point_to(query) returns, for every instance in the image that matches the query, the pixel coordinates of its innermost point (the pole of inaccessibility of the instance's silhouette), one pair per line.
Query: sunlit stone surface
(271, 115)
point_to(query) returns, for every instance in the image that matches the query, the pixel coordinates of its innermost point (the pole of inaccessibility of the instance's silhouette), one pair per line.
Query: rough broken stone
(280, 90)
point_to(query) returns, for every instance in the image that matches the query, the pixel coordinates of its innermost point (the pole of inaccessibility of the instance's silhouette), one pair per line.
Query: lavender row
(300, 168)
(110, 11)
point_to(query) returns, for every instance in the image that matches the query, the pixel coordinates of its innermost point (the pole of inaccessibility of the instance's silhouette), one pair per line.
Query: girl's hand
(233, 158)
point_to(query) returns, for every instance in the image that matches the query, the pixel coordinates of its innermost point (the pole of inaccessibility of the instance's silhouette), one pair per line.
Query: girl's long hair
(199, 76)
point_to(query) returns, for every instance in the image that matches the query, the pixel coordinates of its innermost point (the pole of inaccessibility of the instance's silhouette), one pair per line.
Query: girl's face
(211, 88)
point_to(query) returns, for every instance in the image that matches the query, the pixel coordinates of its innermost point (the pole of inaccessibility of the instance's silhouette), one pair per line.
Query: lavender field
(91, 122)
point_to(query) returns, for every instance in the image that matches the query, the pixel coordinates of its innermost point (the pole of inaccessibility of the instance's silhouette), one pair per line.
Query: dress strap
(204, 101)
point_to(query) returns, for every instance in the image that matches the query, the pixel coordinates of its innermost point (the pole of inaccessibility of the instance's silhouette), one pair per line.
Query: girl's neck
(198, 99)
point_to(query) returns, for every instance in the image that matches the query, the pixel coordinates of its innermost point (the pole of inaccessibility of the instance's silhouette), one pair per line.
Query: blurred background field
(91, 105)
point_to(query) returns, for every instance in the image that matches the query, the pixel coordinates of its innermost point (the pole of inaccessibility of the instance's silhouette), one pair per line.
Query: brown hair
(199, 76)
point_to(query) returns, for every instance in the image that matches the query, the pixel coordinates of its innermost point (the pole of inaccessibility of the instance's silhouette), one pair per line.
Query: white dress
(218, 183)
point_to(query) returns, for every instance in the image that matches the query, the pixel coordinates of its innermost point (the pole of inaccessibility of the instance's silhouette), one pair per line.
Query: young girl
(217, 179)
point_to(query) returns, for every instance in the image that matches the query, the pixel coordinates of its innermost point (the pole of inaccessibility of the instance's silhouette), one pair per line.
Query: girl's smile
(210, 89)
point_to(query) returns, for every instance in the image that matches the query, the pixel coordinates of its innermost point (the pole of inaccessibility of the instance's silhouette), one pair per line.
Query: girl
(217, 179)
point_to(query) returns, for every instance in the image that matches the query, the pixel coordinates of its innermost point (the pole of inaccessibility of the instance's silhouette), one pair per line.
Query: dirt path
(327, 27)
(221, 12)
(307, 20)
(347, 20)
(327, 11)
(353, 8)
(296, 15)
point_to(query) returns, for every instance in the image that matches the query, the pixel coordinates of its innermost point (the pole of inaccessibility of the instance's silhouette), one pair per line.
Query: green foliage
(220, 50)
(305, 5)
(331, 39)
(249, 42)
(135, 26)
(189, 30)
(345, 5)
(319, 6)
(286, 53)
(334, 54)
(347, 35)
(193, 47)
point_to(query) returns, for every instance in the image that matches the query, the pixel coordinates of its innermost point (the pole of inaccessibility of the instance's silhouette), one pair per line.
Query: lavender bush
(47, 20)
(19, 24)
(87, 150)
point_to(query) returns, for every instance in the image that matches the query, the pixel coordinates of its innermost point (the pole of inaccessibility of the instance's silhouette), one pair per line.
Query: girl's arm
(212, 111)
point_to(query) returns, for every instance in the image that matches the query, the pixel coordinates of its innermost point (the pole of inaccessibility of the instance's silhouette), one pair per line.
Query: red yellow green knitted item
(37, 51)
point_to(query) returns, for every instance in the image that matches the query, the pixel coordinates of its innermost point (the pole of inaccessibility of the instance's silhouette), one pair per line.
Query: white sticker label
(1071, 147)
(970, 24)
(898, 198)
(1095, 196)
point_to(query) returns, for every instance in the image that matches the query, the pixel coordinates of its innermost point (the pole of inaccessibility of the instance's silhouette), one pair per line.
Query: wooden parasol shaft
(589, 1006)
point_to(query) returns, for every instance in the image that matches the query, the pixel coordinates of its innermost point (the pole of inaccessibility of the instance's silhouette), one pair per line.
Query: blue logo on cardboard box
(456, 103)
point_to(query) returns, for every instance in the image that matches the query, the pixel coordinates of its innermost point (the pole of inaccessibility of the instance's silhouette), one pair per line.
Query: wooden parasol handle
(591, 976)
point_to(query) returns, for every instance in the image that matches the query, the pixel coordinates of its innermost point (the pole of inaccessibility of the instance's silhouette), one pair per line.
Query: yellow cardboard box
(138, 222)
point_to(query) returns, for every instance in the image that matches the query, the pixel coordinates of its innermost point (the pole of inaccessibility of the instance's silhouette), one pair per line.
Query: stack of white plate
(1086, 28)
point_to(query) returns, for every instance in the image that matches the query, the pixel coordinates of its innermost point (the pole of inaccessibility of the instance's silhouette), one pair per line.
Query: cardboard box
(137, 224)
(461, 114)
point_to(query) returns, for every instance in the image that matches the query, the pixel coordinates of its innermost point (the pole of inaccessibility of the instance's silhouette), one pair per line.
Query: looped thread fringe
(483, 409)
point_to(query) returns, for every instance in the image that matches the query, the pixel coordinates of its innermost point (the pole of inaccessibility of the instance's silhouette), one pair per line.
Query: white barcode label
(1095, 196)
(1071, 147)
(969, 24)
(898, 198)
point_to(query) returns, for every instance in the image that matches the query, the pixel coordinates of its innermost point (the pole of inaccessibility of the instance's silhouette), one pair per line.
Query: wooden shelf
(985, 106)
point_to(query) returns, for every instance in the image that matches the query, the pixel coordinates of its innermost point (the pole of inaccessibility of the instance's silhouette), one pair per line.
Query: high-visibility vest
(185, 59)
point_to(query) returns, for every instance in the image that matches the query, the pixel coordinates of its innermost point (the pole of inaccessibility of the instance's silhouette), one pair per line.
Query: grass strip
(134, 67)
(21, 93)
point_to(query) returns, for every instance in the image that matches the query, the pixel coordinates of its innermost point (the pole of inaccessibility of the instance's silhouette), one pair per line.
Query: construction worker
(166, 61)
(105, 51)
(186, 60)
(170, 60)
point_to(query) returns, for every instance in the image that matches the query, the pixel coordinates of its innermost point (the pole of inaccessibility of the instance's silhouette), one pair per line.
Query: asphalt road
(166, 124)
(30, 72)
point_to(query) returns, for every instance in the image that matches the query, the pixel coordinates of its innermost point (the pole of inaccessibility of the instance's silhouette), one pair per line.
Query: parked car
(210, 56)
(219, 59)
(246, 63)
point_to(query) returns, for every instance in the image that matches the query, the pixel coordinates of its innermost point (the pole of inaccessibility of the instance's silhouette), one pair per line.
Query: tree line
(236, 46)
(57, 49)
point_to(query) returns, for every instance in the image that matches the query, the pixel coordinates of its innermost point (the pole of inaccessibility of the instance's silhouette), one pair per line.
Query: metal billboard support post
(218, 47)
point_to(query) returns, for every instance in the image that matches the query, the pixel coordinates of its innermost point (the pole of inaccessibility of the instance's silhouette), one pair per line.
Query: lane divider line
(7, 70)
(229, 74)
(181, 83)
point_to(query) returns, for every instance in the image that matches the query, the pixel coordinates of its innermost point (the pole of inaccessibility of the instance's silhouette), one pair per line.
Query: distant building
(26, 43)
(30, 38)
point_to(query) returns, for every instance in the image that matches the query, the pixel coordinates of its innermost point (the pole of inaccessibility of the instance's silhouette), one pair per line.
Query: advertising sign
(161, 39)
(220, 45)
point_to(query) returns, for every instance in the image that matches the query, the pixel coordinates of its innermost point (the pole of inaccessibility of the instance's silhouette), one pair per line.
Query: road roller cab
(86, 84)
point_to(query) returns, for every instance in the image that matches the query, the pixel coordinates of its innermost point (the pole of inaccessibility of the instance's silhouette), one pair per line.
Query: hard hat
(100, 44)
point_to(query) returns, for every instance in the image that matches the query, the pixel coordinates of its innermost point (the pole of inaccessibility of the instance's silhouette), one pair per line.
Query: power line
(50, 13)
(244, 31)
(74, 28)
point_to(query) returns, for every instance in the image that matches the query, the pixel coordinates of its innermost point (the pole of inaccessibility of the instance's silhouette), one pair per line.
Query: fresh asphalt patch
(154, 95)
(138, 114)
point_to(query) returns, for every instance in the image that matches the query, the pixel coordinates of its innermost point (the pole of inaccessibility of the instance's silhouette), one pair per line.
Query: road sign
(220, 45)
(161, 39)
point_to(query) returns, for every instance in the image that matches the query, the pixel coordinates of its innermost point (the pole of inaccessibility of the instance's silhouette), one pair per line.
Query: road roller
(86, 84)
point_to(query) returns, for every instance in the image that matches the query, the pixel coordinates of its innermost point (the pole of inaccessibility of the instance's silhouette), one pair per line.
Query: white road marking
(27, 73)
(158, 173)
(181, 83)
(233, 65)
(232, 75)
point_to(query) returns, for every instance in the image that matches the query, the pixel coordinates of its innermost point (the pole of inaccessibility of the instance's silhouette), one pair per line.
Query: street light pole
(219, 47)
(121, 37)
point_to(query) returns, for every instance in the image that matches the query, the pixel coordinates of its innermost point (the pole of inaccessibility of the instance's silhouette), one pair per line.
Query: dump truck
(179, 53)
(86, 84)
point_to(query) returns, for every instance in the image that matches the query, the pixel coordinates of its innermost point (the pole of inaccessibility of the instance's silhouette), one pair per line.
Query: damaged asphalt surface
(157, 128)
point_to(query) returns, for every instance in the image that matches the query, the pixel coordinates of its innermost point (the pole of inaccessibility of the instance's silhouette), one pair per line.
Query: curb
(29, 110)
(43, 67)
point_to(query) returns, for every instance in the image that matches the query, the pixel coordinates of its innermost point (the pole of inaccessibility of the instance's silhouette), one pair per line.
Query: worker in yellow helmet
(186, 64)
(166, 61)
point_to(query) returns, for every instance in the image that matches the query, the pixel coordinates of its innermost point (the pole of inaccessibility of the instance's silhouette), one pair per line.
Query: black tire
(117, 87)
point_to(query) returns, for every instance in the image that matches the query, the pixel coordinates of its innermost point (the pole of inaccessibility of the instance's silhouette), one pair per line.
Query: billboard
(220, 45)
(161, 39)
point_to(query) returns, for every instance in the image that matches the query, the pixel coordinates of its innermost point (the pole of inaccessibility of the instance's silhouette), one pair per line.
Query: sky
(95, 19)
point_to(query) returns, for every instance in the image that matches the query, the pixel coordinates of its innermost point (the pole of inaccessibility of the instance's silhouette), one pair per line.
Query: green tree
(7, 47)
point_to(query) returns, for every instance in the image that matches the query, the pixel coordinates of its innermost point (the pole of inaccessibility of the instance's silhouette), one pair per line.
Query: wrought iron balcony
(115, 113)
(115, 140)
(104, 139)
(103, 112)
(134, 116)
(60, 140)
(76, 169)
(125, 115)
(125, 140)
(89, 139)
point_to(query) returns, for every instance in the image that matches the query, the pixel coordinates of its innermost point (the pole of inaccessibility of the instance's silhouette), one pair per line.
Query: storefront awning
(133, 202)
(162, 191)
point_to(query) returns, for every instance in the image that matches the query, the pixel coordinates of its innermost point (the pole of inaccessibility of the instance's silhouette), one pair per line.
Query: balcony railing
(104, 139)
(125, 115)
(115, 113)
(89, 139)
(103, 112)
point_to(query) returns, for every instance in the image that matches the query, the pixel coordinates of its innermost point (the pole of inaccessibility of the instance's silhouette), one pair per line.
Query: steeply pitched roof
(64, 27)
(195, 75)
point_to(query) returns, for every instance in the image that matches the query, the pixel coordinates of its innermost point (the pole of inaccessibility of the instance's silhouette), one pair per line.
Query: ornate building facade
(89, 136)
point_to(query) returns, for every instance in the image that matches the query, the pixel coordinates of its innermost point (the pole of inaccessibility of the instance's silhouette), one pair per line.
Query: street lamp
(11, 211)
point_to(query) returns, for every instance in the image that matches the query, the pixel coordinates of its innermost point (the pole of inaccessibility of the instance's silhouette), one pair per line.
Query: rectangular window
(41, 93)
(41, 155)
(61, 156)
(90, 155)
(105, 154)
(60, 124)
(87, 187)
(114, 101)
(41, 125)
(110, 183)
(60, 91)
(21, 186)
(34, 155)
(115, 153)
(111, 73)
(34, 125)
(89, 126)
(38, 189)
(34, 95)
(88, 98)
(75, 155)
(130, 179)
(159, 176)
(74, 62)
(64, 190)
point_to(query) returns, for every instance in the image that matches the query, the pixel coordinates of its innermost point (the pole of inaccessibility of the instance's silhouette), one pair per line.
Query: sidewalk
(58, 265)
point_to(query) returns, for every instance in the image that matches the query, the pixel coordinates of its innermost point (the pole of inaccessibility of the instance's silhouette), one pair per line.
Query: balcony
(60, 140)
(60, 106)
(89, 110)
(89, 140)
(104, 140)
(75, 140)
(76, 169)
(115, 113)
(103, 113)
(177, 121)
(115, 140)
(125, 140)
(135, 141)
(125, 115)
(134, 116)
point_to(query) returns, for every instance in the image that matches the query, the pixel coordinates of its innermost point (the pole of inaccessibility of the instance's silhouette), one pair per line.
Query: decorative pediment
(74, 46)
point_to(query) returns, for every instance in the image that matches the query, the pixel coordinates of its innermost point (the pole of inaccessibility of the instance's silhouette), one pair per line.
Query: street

Brief:
Your reply should consist only of the lines from the one containing "Query: street lamp" through the last line of the records, each reproduced exactly.

Written solution:
Query: street lamp
(11, 211)
point_to(query) returns, for every instance in the image that matches the query, the pixel coordinates of its innermost point (the pole of inaccessibility of the instance's silhouette), one pair per line.
Query: rectangular window
(41, 93)
(41, 155)
(61, 156)
(90, 155)
(105, 154)
(60, 124)
(87, 187)
(114, 101)
(41, 125)
(110, 183)
(60, 91)
(21, 186)
(34, 155)
(115, 153)
(111, 73)
(34, 125)
(89, 126)
(38, 189)
(34, 95)
(88, 98)
(75, 155)
(130, 179)
(159, 176)
(74, 62)
(64, 190)
point_to(query) returns, for every instance in the image that matches the query, the pixel coordinates of its innermost point (the pole of inaccessibility of the instance's silhouette), one pair per line.
Query: sidewalk
(58, 265)
point_to(query) returns, for every instance in the image that matches the query, the pixel coordinates of its innermost point (the pole of inaccessibility of the instance's silhouette), one pair per line.
Query: balcony
(60, 140)
(60, 106)
(89, 110)
(89, 140)
(104, 140)
(75, 140)
(76, 169)
(115, 113)
(103, 113)
(177, 121)
(115, 140)
(125, 140)
(135, 141)
(125, 115)
(134, 116)
point_to(query) returns, for every instance in the image that matches the query, the pixel coordinates of its innermost point (the pole of inaccessibility of the instance's silhouette), one pair per line.
Query: decorative pediment
(74, 46)
point_to(query) returns, for every instance in the image that matches the query, the pixel coordinates of its innermost point (the pole of inaccessibility of the instance's silhouette), one pair per line.
Query: street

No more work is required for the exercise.